__Task to complete__: Pick out every line in the items below that contains the word "building" and copy each one. Case counts.

## Begin

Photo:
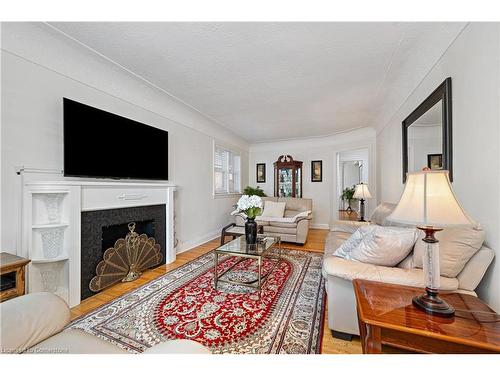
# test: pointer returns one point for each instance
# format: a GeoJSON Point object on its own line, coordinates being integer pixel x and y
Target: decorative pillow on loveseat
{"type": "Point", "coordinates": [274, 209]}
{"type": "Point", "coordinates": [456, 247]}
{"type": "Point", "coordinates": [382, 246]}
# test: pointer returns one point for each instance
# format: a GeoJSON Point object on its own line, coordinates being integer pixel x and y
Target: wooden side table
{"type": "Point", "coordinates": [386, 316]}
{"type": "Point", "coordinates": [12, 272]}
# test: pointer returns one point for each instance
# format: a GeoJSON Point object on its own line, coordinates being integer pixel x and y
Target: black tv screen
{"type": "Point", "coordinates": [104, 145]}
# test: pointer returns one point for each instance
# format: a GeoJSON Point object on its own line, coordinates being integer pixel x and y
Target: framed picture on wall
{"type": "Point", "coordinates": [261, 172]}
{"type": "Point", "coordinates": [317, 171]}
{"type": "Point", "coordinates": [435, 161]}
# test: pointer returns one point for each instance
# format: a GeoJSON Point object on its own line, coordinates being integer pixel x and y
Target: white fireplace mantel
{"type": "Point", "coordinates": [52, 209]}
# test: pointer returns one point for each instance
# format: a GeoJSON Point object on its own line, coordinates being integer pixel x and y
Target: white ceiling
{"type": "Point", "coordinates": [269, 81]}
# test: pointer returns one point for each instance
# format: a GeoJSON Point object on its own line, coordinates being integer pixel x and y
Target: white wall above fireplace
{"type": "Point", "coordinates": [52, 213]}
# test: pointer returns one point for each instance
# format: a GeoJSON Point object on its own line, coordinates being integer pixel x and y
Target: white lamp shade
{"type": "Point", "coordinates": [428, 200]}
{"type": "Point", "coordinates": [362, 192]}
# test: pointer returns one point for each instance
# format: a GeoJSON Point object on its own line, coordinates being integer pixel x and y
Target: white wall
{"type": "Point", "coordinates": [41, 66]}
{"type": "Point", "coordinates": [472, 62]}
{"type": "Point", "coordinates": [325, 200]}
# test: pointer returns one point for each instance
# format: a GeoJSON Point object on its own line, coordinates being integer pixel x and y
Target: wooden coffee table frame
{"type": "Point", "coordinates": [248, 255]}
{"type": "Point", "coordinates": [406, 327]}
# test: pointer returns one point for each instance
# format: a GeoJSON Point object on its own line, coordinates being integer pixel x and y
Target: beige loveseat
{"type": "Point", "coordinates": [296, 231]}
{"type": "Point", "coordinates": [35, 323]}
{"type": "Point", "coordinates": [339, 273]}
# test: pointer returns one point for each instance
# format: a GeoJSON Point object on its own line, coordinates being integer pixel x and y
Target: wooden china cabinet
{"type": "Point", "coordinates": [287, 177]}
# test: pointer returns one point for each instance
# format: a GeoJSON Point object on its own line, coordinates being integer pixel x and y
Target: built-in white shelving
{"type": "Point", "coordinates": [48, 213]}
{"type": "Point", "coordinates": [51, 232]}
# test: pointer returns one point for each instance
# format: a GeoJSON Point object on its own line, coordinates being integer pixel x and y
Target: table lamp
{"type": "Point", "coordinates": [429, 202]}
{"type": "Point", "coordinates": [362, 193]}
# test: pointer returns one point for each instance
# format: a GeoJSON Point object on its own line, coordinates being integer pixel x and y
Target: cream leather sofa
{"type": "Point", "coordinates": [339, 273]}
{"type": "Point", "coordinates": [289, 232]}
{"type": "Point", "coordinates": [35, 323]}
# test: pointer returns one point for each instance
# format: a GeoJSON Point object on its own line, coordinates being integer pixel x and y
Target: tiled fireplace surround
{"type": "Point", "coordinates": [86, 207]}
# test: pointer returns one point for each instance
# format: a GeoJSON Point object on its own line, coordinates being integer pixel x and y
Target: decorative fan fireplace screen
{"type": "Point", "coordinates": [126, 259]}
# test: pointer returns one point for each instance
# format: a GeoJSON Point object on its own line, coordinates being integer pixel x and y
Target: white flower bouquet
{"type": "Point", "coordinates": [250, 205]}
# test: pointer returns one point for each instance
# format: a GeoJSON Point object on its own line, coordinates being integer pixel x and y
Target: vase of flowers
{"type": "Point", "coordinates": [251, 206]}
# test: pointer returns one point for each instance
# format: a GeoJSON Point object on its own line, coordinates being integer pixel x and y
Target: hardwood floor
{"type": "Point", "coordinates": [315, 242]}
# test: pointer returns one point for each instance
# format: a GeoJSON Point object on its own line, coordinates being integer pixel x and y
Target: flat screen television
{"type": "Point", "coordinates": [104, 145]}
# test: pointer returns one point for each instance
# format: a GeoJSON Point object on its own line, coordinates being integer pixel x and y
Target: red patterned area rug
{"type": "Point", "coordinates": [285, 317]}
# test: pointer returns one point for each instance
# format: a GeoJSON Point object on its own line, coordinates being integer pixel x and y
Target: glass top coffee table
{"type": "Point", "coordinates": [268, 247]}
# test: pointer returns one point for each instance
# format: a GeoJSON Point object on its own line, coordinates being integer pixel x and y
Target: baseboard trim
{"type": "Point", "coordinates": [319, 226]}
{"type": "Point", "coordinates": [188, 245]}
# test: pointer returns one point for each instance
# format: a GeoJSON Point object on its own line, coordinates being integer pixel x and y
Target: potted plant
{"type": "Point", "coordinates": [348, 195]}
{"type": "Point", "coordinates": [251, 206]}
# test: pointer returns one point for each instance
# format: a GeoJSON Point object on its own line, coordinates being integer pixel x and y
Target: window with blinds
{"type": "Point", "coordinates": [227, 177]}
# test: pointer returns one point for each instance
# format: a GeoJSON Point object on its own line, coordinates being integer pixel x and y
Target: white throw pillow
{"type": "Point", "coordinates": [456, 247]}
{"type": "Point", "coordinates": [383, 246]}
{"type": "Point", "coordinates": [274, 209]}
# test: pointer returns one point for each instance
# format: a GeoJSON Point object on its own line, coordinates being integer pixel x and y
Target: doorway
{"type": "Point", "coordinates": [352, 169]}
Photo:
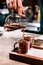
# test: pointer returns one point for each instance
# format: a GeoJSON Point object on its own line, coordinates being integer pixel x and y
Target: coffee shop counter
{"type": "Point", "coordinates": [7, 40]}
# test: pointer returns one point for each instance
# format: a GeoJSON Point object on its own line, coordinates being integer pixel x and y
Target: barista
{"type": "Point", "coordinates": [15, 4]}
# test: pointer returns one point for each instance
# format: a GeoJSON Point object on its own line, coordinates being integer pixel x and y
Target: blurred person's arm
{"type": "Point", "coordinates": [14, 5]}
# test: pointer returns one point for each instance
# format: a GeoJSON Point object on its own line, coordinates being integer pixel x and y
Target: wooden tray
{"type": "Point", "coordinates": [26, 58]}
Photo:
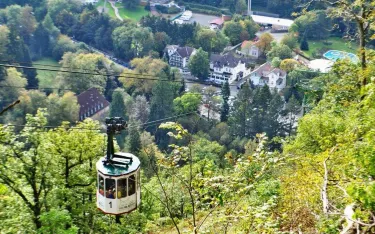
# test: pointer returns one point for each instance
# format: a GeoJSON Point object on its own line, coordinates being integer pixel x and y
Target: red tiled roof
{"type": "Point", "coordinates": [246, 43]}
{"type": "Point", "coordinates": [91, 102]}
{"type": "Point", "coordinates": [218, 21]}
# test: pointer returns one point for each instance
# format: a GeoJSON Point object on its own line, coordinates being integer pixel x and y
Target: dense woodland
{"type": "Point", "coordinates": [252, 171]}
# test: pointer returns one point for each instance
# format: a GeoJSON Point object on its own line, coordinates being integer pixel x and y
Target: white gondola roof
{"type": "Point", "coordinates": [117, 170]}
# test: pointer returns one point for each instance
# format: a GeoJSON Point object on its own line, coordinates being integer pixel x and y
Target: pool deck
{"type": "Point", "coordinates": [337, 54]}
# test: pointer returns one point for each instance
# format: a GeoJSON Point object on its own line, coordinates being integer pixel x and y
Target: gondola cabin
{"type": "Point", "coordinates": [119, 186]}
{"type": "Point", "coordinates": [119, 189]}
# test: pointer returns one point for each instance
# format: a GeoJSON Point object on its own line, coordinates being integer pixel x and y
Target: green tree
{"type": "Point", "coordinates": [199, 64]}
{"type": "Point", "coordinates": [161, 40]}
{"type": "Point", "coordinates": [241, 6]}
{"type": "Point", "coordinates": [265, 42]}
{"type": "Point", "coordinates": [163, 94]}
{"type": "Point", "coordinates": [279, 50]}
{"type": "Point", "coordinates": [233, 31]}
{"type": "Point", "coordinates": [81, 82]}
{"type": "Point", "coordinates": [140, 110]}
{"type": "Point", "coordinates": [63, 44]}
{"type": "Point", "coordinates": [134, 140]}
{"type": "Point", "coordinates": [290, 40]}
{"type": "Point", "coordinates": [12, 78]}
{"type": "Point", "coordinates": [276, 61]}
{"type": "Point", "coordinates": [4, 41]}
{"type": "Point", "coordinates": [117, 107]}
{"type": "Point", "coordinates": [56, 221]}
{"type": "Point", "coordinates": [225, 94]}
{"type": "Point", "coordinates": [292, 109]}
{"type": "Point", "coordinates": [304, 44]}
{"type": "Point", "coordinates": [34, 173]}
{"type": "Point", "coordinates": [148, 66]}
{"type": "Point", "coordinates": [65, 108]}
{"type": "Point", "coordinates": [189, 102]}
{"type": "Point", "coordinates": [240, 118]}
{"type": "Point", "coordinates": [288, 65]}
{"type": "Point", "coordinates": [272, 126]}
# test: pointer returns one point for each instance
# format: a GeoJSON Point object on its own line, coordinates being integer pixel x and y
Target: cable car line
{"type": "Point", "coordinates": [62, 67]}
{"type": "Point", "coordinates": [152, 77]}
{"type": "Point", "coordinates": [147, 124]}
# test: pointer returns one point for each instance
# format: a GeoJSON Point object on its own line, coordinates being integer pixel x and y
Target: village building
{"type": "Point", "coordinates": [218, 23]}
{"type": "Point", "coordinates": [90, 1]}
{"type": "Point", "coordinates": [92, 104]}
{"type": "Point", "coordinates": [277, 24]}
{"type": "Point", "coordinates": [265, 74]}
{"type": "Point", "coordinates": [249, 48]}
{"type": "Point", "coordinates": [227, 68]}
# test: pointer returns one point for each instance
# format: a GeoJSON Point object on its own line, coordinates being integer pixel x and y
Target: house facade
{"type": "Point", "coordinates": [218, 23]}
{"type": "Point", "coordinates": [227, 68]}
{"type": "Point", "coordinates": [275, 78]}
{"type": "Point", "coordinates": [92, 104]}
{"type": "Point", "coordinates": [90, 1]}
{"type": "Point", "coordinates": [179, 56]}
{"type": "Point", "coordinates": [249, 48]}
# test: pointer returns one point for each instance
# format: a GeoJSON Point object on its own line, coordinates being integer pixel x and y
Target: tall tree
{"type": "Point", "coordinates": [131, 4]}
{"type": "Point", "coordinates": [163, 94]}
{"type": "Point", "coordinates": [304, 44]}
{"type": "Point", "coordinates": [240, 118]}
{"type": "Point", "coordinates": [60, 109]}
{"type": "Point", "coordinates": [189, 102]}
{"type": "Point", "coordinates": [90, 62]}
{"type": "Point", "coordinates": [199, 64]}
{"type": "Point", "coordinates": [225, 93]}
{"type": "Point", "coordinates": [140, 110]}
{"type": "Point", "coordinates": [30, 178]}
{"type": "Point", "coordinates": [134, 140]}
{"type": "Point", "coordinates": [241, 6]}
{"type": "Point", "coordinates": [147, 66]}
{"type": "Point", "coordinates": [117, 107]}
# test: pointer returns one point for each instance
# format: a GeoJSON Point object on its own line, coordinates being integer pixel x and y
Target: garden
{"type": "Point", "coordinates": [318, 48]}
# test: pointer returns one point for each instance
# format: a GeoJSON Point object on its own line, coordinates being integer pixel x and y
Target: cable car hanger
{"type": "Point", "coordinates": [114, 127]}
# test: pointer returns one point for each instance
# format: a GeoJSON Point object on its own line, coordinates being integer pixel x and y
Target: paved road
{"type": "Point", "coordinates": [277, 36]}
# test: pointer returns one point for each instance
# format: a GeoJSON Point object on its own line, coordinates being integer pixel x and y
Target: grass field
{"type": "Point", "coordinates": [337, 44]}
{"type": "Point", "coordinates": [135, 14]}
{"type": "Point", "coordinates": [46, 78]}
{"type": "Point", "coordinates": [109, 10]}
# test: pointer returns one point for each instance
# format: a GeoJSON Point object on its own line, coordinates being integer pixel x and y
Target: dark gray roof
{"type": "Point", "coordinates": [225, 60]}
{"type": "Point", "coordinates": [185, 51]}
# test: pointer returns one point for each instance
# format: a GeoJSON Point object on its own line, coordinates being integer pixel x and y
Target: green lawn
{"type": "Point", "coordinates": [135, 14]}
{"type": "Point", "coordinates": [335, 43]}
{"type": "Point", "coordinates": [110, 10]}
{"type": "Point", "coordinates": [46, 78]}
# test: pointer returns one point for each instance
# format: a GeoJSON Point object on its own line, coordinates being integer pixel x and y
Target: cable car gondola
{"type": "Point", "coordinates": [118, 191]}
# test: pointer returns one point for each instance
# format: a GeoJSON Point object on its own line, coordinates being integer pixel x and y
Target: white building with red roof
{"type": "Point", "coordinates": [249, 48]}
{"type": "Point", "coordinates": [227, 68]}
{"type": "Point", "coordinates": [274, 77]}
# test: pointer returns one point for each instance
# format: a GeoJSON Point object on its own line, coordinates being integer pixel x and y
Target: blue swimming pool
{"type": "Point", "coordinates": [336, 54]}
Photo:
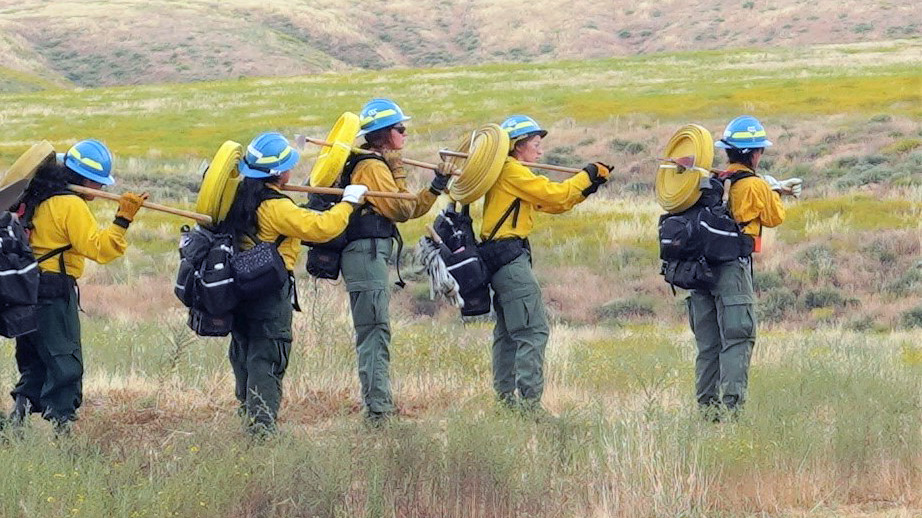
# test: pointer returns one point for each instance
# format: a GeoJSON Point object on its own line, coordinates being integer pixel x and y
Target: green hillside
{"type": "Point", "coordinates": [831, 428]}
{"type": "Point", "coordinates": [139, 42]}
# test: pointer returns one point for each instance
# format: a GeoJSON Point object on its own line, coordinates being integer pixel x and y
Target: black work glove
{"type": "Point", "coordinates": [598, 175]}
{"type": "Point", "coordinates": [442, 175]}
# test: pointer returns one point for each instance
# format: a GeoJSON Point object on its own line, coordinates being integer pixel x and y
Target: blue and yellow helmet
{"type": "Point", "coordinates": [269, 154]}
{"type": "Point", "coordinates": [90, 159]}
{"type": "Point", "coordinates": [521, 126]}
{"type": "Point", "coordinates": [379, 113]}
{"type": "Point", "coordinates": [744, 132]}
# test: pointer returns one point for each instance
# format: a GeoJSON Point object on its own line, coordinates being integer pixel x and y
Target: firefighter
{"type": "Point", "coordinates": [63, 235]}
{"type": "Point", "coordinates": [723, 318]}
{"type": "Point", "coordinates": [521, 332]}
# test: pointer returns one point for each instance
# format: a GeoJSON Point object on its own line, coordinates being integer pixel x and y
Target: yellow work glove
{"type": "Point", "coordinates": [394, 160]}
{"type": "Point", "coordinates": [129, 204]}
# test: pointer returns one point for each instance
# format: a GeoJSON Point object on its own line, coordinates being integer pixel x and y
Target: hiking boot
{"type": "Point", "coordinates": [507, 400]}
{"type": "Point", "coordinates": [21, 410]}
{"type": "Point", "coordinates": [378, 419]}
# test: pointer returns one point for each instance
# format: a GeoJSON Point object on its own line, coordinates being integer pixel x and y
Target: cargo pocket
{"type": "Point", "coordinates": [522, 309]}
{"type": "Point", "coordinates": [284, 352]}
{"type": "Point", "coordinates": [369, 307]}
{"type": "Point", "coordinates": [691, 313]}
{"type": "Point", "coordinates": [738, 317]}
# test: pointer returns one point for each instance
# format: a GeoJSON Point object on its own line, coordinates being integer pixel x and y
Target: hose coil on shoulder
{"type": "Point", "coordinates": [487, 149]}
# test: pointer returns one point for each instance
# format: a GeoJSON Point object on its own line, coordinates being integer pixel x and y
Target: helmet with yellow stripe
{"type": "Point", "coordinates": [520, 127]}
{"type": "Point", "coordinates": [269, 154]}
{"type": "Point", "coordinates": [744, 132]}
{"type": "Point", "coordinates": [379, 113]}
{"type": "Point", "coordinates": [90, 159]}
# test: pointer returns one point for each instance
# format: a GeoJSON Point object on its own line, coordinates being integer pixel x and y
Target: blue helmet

## End

__Answer__:
Target: village building
Target: white building with red roof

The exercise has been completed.